§ **Task set**
1. Summarize the forum thread on pricing cabinet doors in three sentences.
2. Write the next part of the forum thread on pricing cabinet doors, picking up after its last line.

§ **Selected text**
_____

I also figured it out using the sq ft method, and actually made an Excel sheet to figure sq ft and give me a cost per door. Now I'll go in and have it calculate finish costs as well.

Thanks again guys!


----------



## ClintSearl (Dec 8, 2011)

I just had eight raised panel doors, 14w x 27h, in paint grade maple made for $27 per door.


----------



## cabmaker (Sep 16, 2010)

the door in your picture is not what you described. What do you mean by a beaded door ? Are yu meaning cope and stick with a qtr bead.? The most accurate way to figure doors is by the sq. inch. One like you show will yield 9-12 cents per sq. inch unfinished, depending on your region. According to Clints post he just payed .07 cents per sq. inch for (soft maple likely) and my not be fas, dont know. At any rate, that is a ten year old price, so beware if your competing in this market. You should know with existing equip. precisely how many doors you can produce in one hour, etc. Good luck ! JB


----------



## a1Jim (Aug 9, 2008)

_____

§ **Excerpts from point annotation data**
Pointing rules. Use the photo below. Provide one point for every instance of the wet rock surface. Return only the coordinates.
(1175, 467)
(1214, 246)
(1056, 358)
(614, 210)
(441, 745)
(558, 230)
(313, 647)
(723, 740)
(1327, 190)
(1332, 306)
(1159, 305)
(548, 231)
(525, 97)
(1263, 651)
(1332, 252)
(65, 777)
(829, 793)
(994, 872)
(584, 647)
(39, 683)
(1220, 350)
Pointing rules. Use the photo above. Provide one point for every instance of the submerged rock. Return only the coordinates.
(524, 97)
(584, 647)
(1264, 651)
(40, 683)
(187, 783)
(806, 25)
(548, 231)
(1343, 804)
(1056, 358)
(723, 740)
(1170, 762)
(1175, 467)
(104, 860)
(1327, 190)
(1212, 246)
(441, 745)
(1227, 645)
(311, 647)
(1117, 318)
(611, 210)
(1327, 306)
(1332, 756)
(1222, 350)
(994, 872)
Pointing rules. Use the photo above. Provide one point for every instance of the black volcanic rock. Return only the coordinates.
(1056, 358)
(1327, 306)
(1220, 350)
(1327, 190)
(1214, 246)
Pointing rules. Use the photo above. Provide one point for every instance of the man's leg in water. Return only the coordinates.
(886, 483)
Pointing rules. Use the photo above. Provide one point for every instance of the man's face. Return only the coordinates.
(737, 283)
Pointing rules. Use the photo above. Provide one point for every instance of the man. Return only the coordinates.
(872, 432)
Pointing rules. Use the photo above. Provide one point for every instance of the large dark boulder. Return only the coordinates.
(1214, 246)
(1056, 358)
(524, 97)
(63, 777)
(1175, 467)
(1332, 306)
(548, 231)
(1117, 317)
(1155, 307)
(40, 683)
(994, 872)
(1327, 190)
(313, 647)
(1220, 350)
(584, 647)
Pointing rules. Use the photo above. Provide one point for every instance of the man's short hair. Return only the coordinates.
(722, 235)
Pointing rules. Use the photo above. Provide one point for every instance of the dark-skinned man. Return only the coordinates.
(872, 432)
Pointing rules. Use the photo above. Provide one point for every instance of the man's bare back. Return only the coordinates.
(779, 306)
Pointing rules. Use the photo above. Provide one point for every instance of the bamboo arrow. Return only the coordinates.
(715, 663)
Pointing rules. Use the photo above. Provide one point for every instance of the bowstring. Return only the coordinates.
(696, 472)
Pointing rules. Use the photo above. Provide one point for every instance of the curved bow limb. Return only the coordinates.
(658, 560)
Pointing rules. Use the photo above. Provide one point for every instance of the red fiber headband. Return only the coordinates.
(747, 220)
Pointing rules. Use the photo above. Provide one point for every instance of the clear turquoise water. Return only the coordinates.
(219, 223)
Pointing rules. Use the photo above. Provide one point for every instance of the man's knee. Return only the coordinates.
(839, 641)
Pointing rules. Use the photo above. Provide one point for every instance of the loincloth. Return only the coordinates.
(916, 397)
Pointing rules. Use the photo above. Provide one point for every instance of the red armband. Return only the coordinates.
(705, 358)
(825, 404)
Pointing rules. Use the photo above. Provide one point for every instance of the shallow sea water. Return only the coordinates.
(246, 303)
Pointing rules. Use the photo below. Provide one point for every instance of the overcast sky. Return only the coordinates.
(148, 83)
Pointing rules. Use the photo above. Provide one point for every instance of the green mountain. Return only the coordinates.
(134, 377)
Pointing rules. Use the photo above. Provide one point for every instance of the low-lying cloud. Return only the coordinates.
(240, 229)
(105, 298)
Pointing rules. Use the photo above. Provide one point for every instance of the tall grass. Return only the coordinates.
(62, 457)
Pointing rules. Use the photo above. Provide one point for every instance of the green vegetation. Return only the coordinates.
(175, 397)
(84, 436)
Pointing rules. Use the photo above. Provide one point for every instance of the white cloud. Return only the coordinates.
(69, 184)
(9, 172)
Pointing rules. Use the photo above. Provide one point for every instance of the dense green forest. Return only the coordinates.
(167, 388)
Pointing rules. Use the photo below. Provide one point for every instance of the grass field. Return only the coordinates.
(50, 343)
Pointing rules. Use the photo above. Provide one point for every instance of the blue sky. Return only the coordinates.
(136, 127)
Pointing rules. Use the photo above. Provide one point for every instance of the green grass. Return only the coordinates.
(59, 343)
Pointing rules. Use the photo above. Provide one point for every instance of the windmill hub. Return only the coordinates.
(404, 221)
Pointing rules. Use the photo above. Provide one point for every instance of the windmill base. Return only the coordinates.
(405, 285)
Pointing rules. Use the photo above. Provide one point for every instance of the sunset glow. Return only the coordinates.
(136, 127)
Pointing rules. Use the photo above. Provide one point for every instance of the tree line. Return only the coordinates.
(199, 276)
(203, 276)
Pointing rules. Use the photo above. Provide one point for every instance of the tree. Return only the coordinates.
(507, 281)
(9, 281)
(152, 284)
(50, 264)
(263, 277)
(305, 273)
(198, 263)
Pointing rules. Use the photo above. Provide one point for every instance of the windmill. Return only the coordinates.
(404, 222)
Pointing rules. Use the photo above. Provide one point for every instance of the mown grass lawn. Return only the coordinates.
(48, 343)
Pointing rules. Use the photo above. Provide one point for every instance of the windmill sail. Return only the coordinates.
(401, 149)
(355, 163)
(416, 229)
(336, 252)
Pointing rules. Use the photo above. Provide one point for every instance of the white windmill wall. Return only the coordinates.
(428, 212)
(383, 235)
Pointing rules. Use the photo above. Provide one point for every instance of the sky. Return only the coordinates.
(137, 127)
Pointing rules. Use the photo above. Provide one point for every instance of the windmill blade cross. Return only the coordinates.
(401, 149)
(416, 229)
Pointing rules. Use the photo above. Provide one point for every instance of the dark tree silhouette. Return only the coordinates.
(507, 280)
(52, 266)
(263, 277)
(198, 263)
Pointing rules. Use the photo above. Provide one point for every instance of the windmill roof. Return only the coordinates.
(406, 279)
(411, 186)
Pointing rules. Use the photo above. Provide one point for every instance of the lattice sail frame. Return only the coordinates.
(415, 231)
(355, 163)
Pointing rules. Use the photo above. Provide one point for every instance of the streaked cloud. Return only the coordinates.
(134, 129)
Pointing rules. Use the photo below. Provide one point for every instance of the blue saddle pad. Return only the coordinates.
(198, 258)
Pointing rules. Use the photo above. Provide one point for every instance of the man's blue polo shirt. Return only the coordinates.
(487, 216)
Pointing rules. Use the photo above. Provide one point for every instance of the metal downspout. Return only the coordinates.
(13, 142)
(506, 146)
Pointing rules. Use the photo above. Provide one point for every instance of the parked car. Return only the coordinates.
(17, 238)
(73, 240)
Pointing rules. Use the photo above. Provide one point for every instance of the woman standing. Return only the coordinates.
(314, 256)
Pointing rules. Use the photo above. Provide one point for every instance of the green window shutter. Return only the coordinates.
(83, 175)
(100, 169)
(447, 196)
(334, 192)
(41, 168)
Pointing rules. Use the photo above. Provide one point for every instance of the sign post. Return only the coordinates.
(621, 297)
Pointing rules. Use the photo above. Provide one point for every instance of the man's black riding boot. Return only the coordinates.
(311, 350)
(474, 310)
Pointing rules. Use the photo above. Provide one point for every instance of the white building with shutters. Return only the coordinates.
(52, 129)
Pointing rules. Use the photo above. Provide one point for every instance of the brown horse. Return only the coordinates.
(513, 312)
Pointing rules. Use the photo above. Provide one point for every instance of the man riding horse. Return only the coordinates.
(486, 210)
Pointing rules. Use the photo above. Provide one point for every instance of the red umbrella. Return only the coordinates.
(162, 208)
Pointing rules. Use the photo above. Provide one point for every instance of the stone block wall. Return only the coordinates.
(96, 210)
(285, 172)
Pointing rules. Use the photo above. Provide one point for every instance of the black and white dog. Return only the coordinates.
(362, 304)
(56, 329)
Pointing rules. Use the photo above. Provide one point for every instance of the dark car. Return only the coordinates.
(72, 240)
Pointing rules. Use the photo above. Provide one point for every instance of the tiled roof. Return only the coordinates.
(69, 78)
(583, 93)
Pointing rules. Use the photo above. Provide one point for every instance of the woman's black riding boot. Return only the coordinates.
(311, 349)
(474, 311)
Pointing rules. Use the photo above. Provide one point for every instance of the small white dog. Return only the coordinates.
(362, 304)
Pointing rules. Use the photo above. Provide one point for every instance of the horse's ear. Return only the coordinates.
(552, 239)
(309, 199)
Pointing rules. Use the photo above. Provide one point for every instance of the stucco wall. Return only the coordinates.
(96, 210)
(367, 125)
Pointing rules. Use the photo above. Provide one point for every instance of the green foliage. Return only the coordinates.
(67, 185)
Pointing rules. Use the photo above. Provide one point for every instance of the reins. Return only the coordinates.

_____

§ **Answers to the exercises**
1. One poster built an Excel sheet that works out square footage and a cost per door, and planned to have it calculate finish costs as well. Another reported having eight raised panel doors, 14 wide by 27 high, made in paint grade maple for $27 per door. A third said pricing by the square inch is most accurate, estimated 9 to 12 cents per square inch unfinished for a door like the one pictured, depending on region, and warned that such prices change over time.

2.
I would touch base with Kent he's in the cabinet door business ,I bet you can buy them from him for a little bit more than you pay for material.
http://lumberjocks.com/KentS


----------



## DLCW (Feb 18, 2011)

$12.50 per square foot (unfinished) would be how I'd price this door. You will find that price pretty common among door suppliers.

Finishing cost is based on the number of doors and the finishing process I am to use. If coloring, that is step 1. Step 2 is sealing the color (or the wood if not coloring). Step 3, clear coat.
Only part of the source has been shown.